__What to work on__: With the pictures left out, write out the records verbatim.

__Supplied material__:

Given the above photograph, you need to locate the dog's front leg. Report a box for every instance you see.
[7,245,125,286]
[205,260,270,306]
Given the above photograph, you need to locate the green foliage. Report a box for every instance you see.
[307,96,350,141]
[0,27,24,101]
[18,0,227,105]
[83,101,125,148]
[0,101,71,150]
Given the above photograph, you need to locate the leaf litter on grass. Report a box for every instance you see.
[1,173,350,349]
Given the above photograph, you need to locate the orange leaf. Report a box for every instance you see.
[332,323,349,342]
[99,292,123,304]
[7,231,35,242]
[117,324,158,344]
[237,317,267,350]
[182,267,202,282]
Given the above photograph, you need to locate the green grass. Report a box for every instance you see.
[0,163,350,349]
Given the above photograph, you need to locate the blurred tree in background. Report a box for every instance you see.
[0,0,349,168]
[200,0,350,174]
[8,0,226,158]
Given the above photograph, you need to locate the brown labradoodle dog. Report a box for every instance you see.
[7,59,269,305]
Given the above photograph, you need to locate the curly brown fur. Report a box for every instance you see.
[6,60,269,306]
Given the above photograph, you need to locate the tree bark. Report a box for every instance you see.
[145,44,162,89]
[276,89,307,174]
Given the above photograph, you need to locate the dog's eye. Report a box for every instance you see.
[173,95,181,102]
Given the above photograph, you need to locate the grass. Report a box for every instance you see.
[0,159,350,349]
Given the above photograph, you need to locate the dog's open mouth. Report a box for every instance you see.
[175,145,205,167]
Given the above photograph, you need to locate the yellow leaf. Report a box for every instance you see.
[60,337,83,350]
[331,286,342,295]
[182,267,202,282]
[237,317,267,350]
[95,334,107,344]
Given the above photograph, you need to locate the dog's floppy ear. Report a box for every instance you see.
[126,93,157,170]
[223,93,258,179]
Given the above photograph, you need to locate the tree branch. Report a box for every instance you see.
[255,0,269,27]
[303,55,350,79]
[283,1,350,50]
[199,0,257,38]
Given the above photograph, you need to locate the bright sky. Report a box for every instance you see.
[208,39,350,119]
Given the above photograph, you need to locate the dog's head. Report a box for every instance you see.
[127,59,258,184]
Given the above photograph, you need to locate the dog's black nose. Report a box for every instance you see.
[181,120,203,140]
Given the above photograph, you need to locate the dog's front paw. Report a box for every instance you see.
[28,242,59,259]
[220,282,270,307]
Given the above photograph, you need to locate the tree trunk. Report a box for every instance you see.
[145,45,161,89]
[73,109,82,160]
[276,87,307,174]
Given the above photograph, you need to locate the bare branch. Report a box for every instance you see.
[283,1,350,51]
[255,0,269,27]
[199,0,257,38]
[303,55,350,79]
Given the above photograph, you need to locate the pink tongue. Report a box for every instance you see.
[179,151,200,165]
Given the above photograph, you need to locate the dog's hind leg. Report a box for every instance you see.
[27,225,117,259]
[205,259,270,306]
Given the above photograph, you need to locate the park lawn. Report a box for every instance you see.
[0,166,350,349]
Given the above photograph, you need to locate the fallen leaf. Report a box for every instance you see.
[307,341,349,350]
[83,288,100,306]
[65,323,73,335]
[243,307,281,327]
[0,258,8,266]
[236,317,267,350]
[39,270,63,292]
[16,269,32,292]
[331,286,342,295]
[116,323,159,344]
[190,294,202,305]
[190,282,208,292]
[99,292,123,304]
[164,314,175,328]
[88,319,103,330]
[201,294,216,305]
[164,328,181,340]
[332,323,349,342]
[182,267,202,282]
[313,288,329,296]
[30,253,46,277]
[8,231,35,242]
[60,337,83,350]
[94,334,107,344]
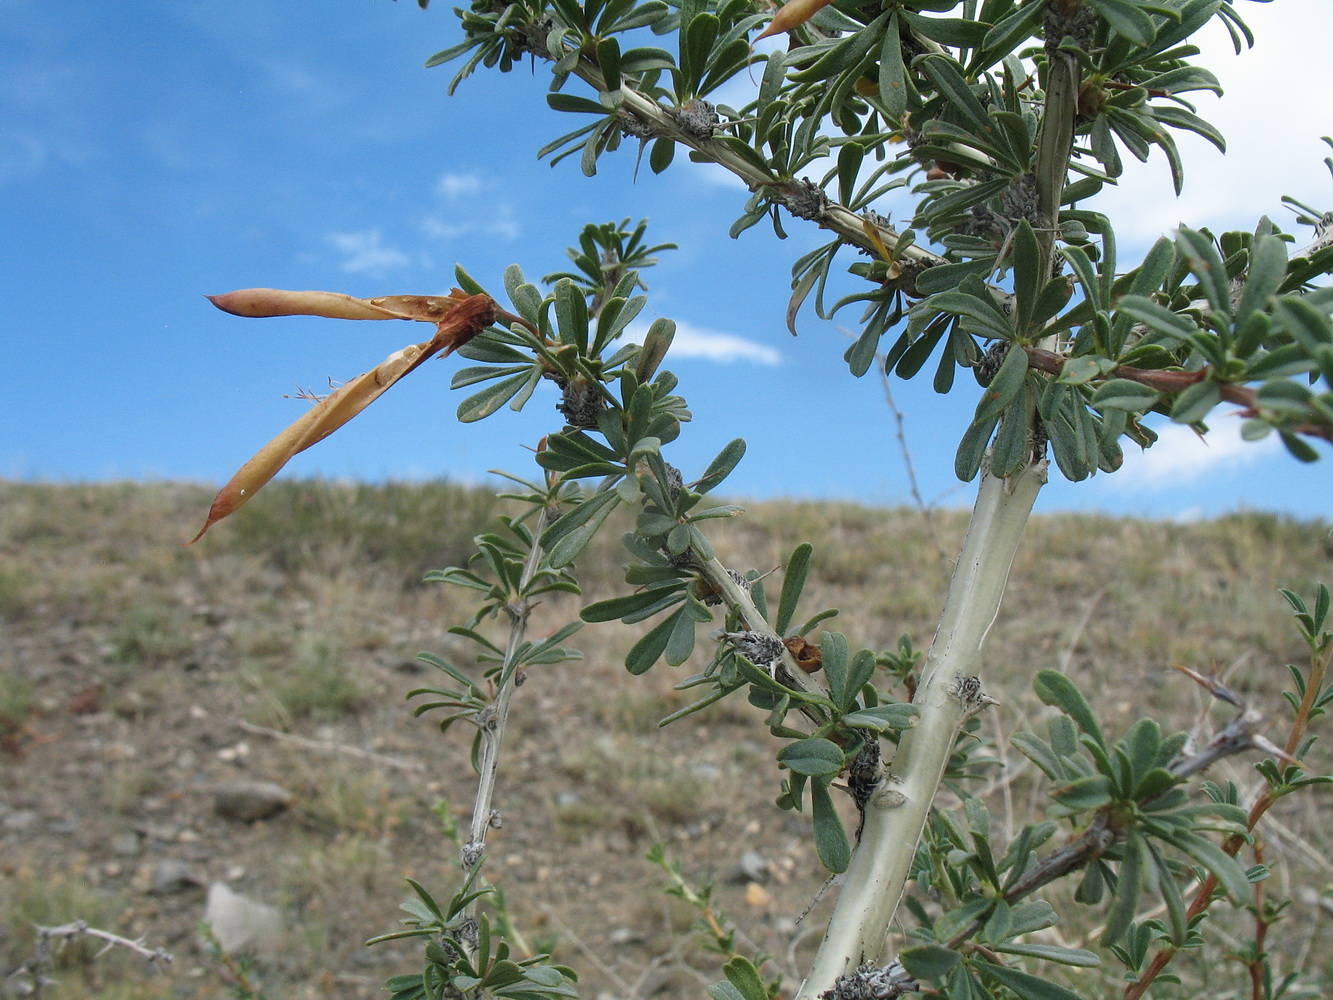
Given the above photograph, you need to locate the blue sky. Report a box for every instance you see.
[2,1,1330,524]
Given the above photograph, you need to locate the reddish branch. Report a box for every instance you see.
[1024,347,1333,444]
[1123,638,1333,999]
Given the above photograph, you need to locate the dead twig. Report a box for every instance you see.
[232,718,425,772]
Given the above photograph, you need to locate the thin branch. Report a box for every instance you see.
[540,51,948,290]
[1124,636,1333,999]
[874,356,951,573]
[8,920,172,996]
[232,718,425,772]
[1025,347,1333,445]
[461,505,554,895]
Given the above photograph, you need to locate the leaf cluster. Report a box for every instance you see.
[374,876,578,1000]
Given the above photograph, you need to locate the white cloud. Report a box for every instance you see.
[625,319,782,365]
[1087,1,1333,246]
[423,173,519,240]
[327,229,411,275]
[436,171,484,202]
[421,207,520,242]
[1110,417,1280,492]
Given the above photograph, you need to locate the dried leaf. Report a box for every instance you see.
[189,290,496,543]
[756,0,835,40]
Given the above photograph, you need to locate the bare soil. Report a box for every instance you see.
[1,480,1330,999]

__Task output__:
Given the above photograph, you need to locate the dog's front leg. Report a box for every instance you see.
[7,245,125,286]
[205,260,270,306]
Given the above photograph, you need to locate the green foliage. Report a box for every instance you see.
[307,96,350,141]
[0,27,24,101]
[18,0,227,105]
[83,101,125,148]
[0,101,71,150]
Given the above photograph, you need to locate the leaf litter on grass. Report a box for every instance you see.
[1,173,350,349]
Given the above photograph, you need to locate the orange leaf. Report a box for every instance you see.
[332,323,349,342]
[99,292,123,304]
[7,231,35,242]
[117,324,158,344]
[237,317,267,350]
[182,267,202,282]
Given the above photograph, you need to locate the green grass. Report a box for every instance you see.
[0,163,350,349]
Given the above photograph, you need to locate the blurred tree in background. Report a box for every instance you see.
[0,0,349,168]
[200,0,350,174]
[8,0,226,158]
Given the above photograph, you need to locate the brown labradoodle dog. Report a box for every instance you see.
[7,59,269,305]
Given the above photograph, you need to locate the curly brown fur. Report a box for every instance you see.
[6,60,269,306]
Given the above photograph, you need to locate the tree bark. Report a box for every instance you see.
[145,44,162,89]
[276,89,307,174]
Given the above photograph, you need to locate the dog's eye. Report a box for every instance you see.
[173,95,181,102]
Given the above photograph, you need to locate the grass. Report a box for every instance you see.
[0,159,350,349]
Given the above photograph, you need to locate the dog's open mouth. Report a box for every instance you see.
[175,145,205,167]
Given the above photograph, you need to locate the yellow leaf. Report a box for every instance you see.
[60,337,83,350]
[331,286,342,295]
[182,267,202,282]
[237,317,267,350]
[95,334,107,344]
Given the above photograph, you need to locate the dog's floppy ear. Report a box for every instance you see.
[126,93,157,170]
[223,93,258,179]
Given the above photograph, you need to locate the tree branch. Report a box for every instance you see.
[255,0,269,27]
[303,55,350,79]
[283,1,350,50]
[199,0,257,38]
Given the above photograph, you need to locate the bright sky. Report a box for every instance you see.
[208,39,350,119]
Given the above photograph, you need to locate the dog's head. Report a box for every instance you see.
[127,59,258,184]
Given the above photograph, you need to locate the dog's black nose. Report a box for every instance you see.
[181,120,203,140]
Given the above photograph, you need to locate the dog's front paw. Report a box for every instance you see.
[28,242,59,259]
[220,282,270,307]
Given the above photograph, you need to locate the tree trunk. Report a box for every instance you see.
[145,45,161,89]
[73,109,82,160]
[276,87,307,174]
Given the above photograph, you need to locate the bare branch. Report a box for every instance you see.
[283,1,350,51]
[255,0,269,27]
[199,0,257,38]
[303,55,350,79]
Given the above photograph, you need to locate the pink tongue. Report a box for every instance you see.
[179,151,200,165]
Given the above photograph, you need to locate the dog's hind leg. Report a box for every instance you see.
[27,225,117,259]
[205,259,270,306]
Given the above photograph, you need to locate the park lawn. Report a box for every instance you see.
[0,166,350,349]
Given the above photograph, you need to locate the fallen leaf. Report a box for every instance you see.
[307,341,349,350]
[83,288,100,306]
[65,323,73,335]
[243,307,281,327]
[0,258,8,266]
[236,317,267,350]
[39,270,63,292]
[16,269,32,292]
[331,286,342,295]
[116,323,159,344]
[190,294,202,305]
[190,282,208,292]
[99,292,123,304]
[164,314,175,328]
[88,319,103,330]
[201,294,216,305]
[164,328,181,340]
[332,323,349,342]
[182,267,202,282]
[313,288,329,296]
[30,253,46,277]
[8,231,35,242]
[60,337,83,350]
[94,334,107,344]
Given the above photograph, you need to locate the blue sky. Report a box for every instance you see.
[2,1,1330,524]
Given the above photograph, you need to locate the reddish branch. Report a box for every instance you see.
[1024,347,1333,444]
[1123,638,1333,999]
Given the above photograph, you need to locate the dead twig. Report a box for every instance you see.
[232,718,425,772]
Given the above photograph, you need to locate the thin branch. Report a box for every instance you see.
[540,51,948,290]
[1124,636,1333,999]
[874,356,951,573]
[8,920,172,996]
[232,718,425,772]
[1025,347,1333,445]
[461,505,554,895]
Given the above photograph, you need to locate the leaf cluster. Report a box for every instance you see.
[374,876,578,1000]
Given the above photograph, you need to locate the white cloud. Report a box for every instance you see.
[625,319,782,365]
[1087,1,1333,246]
[423,173,519,240]
[327,229,411,275]
[436,171,484,202]
[421,207,520,242]
[1110,417,1280,492]
Given the above photograph, you need to locate the dried leaf. Report a box for every instance you see.
[189,290,496,543]
[756,0,835,40]
Given the above photograph, you need to locate the bare soil. Report a box for every instance you see.
[1,480,1330,999]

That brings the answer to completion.